PASSAGE:
-=-=-=-=-
Sadiq Bahram, an ethnic Hazara from Afghanistan who has reached Australian waters twice from Indonesia since 1999, said known in Pakistan were former police officers who charged $US15,000 ($21,000) for passage to Canada, $US10,000 to Australia and $US9000 to Europe.

In the first interview with any member of the seven boatloads of asylum-seekers now living or being detained on Christmas Island, Mr Bahram said: "They tell me Canada is the best, second is Australia and third is Europe but I tell them I want Australia, I love Australia and its people ...

it (is) the best paradise in the world because it is peaceful and beautiful."

Mr Bahram and his 13-year-old daughter, Arzoo, were intercepted at Ashmore Reef with 12 others on a small boat - the second detected in Australian waters since the Rudd Government was elected in November 2007.

They were brought to Christmas Island on October 10.

Everyone aboard, except the crew, and everyone aboard the first boat to arrive last year have had their hopes boosted by the Rudd Government's decision last month to permit all 26 to apply for protection visas.

Mr Bahram said he had paid a Pakistani people-smuggler $12,000. He received a special discount on his daughter's fare after giving the smuggler all his savings.

He said they were issued with false passports and flew unaccompanied from Islamabad to Singapore. He said they then joined others in a 12-day boat trip from Malaysia to Kupang, in West Timor, where they got into another smaller boat for the trip to Australia.

The trip was scary, he said, because the boat was in terrible condition and Arzoo could not swim.
-=-=-=-=-
INPUT:
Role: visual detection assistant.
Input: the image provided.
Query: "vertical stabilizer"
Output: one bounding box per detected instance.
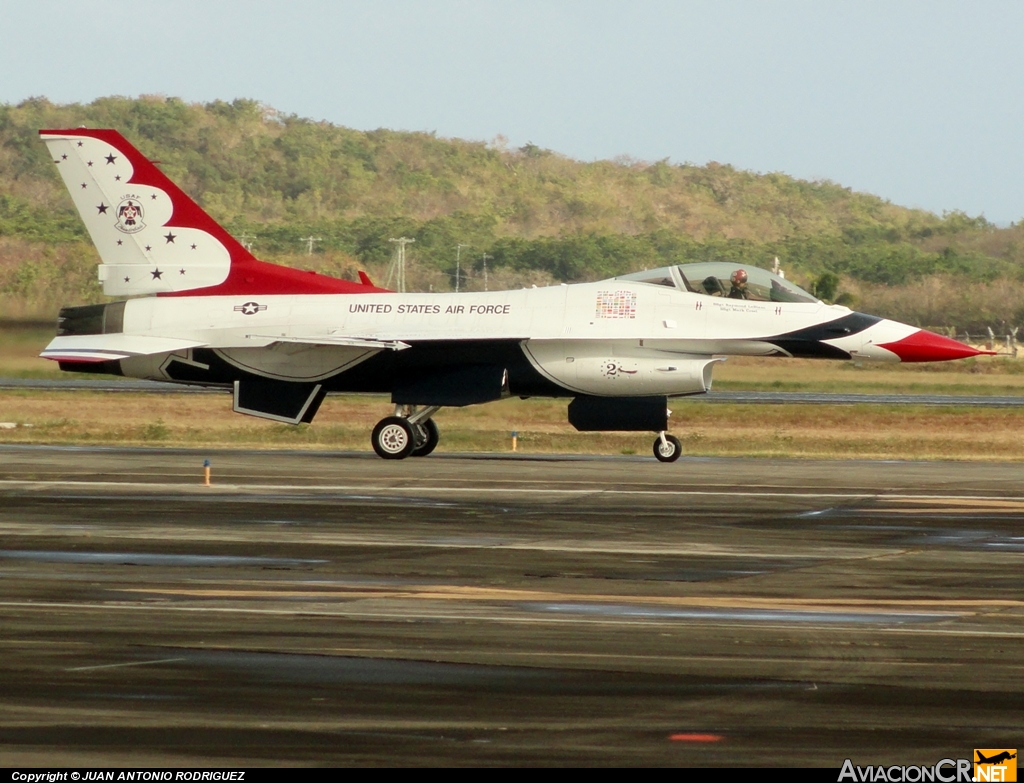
[40,128,239,296]
[39,128,383,297]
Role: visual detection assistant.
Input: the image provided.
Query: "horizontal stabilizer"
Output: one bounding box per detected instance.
[40,334,206,362]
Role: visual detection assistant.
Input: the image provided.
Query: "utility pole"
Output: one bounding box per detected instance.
[385,236,416,294]
[455,245,469,294]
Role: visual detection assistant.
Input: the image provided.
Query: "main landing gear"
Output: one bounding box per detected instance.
[370,405,440,460]
[654,432,683,463]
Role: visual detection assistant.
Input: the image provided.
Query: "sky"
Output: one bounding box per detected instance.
[0,0,1024,225]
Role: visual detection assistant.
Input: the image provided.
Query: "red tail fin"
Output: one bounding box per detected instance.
[39,128,383,296]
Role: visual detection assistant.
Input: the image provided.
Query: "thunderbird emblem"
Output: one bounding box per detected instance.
[114,198,145,233]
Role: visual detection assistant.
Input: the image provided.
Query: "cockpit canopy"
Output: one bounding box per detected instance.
[615,261,818,303]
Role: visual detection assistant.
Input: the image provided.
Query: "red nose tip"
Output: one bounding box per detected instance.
[879,330,995,361]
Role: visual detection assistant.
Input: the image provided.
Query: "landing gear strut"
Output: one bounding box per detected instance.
[370,405,440,460]
[654,432,683,463]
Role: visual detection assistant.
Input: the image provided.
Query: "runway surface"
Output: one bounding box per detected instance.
[0,378,1024,407]
[0,446,1024,769]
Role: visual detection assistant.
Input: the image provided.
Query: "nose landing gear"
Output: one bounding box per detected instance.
[654,432,683,463]
[370,405,440,460]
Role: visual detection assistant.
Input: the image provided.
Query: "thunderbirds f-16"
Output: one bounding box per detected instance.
[40,128,982,462]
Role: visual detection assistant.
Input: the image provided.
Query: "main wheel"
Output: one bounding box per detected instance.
[411,419,441,456]
[370,416,416,460]
[654,435,683,463]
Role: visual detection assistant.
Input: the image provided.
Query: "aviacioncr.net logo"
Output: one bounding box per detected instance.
[839,758,974,783]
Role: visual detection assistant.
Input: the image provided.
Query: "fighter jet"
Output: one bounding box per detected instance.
[40,128,983,462]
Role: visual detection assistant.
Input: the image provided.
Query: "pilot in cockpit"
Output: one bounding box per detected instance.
[729,269,751,299]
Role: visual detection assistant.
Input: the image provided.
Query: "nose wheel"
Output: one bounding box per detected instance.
[654,432,683,463]
[370,405,440,460]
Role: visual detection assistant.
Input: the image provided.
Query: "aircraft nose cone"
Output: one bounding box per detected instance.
[879,330,995,361]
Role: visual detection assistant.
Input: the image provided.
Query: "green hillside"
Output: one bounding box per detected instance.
[0,97,1024,329]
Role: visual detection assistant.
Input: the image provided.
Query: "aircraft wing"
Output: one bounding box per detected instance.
[251,335,412,351]
[40,334,207,362]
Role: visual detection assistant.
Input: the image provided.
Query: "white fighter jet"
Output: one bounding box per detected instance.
[40,128,982,462]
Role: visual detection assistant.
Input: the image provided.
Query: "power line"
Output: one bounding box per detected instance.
[455,244,469,294]
[384,236,416,294]
[483,253,494,291]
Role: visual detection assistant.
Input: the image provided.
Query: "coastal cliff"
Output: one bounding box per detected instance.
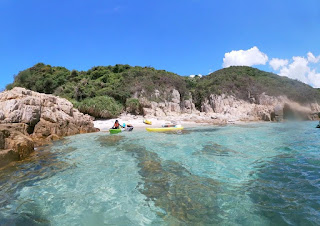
[0,87,97,167]
[5,63,320,122]
[136,89,320,123]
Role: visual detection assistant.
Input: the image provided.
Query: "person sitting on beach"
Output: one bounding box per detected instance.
[112,120,120,129]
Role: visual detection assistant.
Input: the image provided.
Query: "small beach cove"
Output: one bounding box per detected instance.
[0,121,320,225]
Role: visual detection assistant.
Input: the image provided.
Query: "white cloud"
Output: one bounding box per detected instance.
[308,70,320,88]
[222,46,320,88]
[269,58,289,71]
[279,55,320,88]
[222,46,268,68]
[308,52,320,63]
[279,56,310,83]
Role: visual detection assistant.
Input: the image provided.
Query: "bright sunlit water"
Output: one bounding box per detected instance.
[0,122,320,225]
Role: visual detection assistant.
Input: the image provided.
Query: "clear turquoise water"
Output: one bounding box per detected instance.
[0,122,320,225]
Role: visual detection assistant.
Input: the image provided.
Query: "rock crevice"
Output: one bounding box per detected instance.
[0,87,97,167]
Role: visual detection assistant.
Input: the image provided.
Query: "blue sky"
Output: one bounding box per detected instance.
[0,0,320,89]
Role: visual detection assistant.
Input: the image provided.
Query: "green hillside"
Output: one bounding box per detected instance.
[193,66,320,108]
[6,63,320,118]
-=-=-=-=-
SET TASK 1: According to the news excerpt on Sadiq Bahram, on what date were he and his daughter brought to Christmas Island?
SET TASK 2: Select every line of the entries that contains the word "fighter".

FULL ANSWER 1: October 10

FULL ANSWER 2:
Query: "fighter jet"
Query: "white fighter jet"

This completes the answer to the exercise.